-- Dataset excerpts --
========================================

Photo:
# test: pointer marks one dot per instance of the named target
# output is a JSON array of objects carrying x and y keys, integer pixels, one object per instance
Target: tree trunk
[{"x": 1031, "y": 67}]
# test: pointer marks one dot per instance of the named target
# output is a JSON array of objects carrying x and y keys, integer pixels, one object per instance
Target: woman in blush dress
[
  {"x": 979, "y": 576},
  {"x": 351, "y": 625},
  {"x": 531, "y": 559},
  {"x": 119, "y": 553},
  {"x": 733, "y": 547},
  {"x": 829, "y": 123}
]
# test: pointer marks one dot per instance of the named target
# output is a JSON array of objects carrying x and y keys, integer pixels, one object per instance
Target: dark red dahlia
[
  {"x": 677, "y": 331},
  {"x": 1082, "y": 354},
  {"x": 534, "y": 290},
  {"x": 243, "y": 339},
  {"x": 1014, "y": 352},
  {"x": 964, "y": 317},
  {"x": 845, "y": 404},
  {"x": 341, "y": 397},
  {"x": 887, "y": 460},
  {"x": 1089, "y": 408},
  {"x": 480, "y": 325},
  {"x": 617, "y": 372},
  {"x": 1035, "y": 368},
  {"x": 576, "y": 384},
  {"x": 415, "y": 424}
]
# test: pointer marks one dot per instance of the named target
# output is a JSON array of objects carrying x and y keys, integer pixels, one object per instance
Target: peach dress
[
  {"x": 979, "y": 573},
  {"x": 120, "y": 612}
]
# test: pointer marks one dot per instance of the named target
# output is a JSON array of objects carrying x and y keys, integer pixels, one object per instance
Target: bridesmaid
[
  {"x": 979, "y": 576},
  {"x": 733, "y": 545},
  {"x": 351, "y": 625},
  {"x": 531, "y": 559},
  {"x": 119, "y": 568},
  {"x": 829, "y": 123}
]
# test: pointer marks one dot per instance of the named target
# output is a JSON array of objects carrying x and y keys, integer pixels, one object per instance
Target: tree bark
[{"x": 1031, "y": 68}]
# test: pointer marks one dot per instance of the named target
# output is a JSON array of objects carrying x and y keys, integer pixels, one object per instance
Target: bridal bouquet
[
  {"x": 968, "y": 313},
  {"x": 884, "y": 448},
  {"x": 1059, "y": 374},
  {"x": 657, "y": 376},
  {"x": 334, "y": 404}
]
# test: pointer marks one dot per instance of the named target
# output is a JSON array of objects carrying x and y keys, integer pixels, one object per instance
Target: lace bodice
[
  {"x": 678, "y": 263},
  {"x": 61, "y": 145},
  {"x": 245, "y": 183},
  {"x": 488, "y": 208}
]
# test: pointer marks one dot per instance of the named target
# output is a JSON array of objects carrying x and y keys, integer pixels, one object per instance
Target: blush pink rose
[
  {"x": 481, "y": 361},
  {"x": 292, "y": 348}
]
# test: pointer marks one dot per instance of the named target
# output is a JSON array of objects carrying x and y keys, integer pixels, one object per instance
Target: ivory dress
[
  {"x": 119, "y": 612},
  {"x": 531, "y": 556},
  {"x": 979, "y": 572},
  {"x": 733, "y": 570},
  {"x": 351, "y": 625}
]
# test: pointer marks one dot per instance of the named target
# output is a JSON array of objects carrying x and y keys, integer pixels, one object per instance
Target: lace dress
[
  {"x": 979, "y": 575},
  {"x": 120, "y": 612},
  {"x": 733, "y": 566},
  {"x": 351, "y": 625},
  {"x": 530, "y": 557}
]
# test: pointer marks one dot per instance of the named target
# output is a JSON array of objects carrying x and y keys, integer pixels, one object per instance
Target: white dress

========================================

-- Task goal --
Write out the entries verbatim, all of them.

-- Output for this task --
Photo:
# test: pointer marks one dot per instance of the named target
# output is a JSON array of objects carrying x and y keys, integer pixels, one object per instance
Target: tree trunk
[{"x": 1031, "y": 67}]
# test: pointer marks one dot per instance of the named target
# output is a JSON array of objects carrying x and y keys, integer pixels, one object per instance
Target: woman in blush dress
[
  {"x": 979, "y": 576},
  {"x": 351, "y": 625},
  {"x": 531, "y": 559},
  {"x": 119, "y": 553},
  {"x": 733, "y": 547},
  {"x": 829, "y": 123}
]
# test: pointer marks one dot per instance of the named target
# output is a JSON array of objects carrying x and y keys, integer pixels, one object per instance
Target: dark red dahlia
[
  {"x": 677, "y": 331},
  {"x": 1082, "y": 354},
  {"x": 534, "y": 290},
  {"x": 243, "y": 339},
  {"x": 1014, "y": 352},
  {"x": 964, "y": 317},
  {"x": 845, "y": 404},
  {"x": 341, "y": 397},
  {"x": 887, "y": 460},
  {"x": 1089, "y": 408},
  {"x": 480, "y": 325},
  {"x": 617, "y": 372},
  {"x": 1035, "y": 368},
  {"x": 576, "y": 384},
  {"x": 415, "y": 424}
]
# test: pointer marks one dot per instance of the named target
# output is a JSON array of objects carrying x and y keys, integer pixels, one object per instance
Target: peach dress
[
  {"x": 979, "y": 573},
  {"x": 120, "y": 612}
]
# test: pointer marks one dot per instance of the named target
# output is a JSON array of objects carrying x and y keys, integer pixels, one object per instance
Target: bridesmaid
[
  {"x": 979, "y": 576},
  {"x": 733, "y": 545},
  {"x": 351, "y": 625},
  {"x": 531, "y": 559},
  {"x": 119, "y": 568},
  {"x": 829, "y": 123}
]
# test: pointer marks one dot per instance of the named target
# output is a JSON array of objects carrying x and y keys, integer pixels, one object per instance
Target: tree bark
[{"x": 1031, "y": 68}]
# test: pointer marks one dot per instance of the named target
# output is a JSON array of objects carrying x and y keys, integer pixels, one object per instance
Target: bridal bouquet
[
  {"x": 968, "y": 313},
  {"x": 884, "y": 448},
  {"x": 1059, "y": 374},
  {"x": 657, "y": 376},
  {"x": 334, "y": 404}
]
# test: pointer marks one dot per instance of the named target
# output is a JSON array of objects carrying x and y keys, integer pixels, one object per instance
Target: lace bodice
[
  {"x": 678, "y": 263},
  {"x": 61, "y": 145},
  {"x": 245, "y": 183},
  {"x": 488, "y": 208}
]
# test: pointer marks one dot per instance of the named target
# output is a JSON array of objects carrying x and y keys, integer pixels, one object per instance
Target: blush pink rose
[
  {"x": 481, "y": 361},
  {"x": 292, "y": 348}
]
# test: pointer marks one dot per instance of the named target
# output is a JSON array of objects carrying x and y keys, integer pixels, one object per instance
Target: ivory dress
[
  {"x": 119, "y": 612},
  {"x": 531, "y": 556},
  {"x": 979, "y": 572},
  {"x": 733, "y": 570},
  {"x": 351, "y": 625}
]
# test: pointer marks one dot per instance of the named target
# output is a JSON array of objects carrying x and y keys, integer pixels, one object per instance
Target: lace dress
[
  {"x": 979, "y": 575},
  {"x": 120, "y": 612},
  {"x": 733, "y": 566},
  {"x": 351, "y": 625},
  {"x": 530, "y": 557}
]
# test: pointer marks one dot per instance of the named target
# output is a JSON array of objects carrying x and y keys, integer pixels, one object per instance
Target: white dress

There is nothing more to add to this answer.